-- BEGIN --
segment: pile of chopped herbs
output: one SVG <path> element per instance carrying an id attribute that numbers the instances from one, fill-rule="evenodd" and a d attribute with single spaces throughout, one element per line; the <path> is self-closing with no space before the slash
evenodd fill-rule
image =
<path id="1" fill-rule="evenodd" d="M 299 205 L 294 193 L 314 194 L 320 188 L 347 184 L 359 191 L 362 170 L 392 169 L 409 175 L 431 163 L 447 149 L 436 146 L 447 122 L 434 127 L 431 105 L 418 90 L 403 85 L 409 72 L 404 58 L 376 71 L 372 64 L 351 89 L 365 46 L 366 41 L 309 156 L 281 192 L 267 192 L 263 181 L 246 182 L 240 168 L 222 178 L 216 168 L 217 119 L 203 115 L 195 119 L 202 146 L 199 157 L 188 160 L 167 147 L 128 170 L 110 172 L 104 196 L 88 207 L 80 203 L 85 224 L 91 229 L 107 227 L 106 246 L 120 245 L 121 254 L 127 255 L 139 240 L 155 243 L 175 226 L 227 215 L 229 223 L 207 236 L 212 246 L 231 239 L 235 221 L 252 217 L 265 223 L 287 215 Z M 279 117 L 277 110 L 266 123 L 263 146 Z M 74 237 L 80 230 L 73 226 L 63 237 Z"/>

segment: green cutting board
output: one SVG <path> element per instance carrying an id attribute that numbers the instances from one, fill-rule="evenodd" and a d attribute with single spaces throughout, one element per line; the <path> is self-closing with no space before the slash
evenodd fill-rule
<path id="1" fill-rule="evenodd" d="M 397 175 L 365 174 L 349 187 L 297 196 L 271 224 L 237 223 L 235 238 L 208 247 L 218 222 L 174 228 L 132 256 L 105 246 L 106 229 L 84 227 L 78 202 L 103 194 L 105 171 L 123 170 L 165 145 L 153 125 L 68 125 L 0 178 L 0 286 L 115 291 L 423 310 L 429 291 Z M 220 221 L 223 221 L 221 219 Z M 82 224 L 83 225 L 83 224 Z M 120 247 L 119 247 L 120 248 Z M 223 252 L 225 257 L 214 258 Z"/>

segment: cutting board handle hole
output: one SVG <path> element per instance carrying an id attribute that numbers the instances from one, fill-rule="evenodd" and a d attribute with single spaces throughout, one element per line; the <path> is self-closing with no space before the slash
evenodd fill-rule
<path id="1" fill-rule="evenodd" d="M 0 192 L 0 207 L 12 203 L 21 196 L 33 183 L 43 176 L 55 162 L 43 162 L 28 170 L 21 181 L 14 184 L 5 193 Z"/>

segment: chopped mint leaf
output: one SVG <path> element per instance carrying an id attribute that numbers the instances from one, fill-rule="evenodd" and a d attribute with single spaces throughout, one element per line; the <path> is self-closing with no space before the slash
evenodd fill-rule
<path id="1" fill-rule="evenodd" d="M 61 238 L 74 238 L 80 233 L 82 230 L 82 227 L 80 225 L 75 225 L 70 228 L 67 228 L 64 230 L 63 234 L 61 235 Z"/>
-- END --
**AIM OF THE EXERCISE**: Return every line of the listing above that contains the word "segment", treating uppercase and lowercase as different.

**TASK OUTPUT**:
segment: pile of chopped herbs
segment: green cutting board
segment: cutting board handle hole
segment: chopped mint leaf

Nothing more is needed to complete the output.